» GIVEN INSTRUCTION
From the line with "For every instance of the forested" through the final line, please write out the listing exactly, including both of those lines.

(Coordinate annotation entries)
★ ★ ★ ★
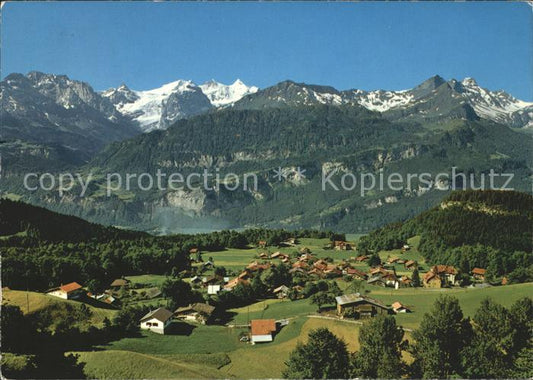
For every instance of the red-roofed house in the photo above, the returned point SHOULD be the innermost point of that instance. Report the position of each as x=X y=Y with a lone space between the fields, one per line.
x=69 y=291
x=479 y=273
x=262 y=330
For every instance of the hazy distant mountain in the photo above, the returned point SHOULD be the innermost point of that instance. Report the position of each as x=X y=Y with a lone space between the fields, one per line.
x=59 y=114
x=49 y=121
x=434 y=99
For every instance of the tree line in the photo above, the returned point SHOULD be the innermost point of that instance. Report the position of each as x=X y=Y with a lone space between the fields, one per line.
x=496 y=343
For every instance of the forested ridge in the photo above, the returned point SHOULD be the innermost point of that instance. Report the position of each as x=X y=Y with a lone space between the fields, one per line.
x=486 y=229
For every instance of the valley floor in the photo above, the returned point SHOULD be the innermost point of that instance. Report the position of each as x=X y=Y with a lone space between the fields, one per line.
x=215 y=351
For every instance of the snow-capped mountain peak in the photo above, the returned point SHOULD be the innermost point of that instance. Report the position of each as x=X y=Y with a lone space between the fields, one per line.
x=159 y=107
x=221 y=95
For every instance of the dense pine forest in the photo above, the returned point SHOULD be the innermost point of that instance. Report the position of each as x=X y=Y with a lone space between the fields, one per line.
x=486 y=229
x=41 y=249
★ ★ ★ ★
» IN RESPONSE
For every instance of the forested ridge in the photo above, the returned point SHOULD be the innermost point of that instance. Report the position of each as x=X y=Y with a lone space between the fields, one per line.
x=486 y=229
For every instance of the valley floor in the photo above, the returned point SHOULD be the innermost point of that instance. Report the position of each as x=X y=Y with a lone space between the fields, one per line.
x=215 y=351
For every instance of the snow-capped mountain peak in the photo above, the returned point SHOULD be the innermost point of that instance. Report the position of each as x=X y=Y with a lone space between the fields, one per line.
x=159 y=107
x=221 y=95
For every instance of the dense pine forest in the photo above, the returned point SHOULD be the innermost point of that instance. Report the position of each as x=X y=Y with a lone space between the fields, one per line.
x=486 y=229
x=41 y=249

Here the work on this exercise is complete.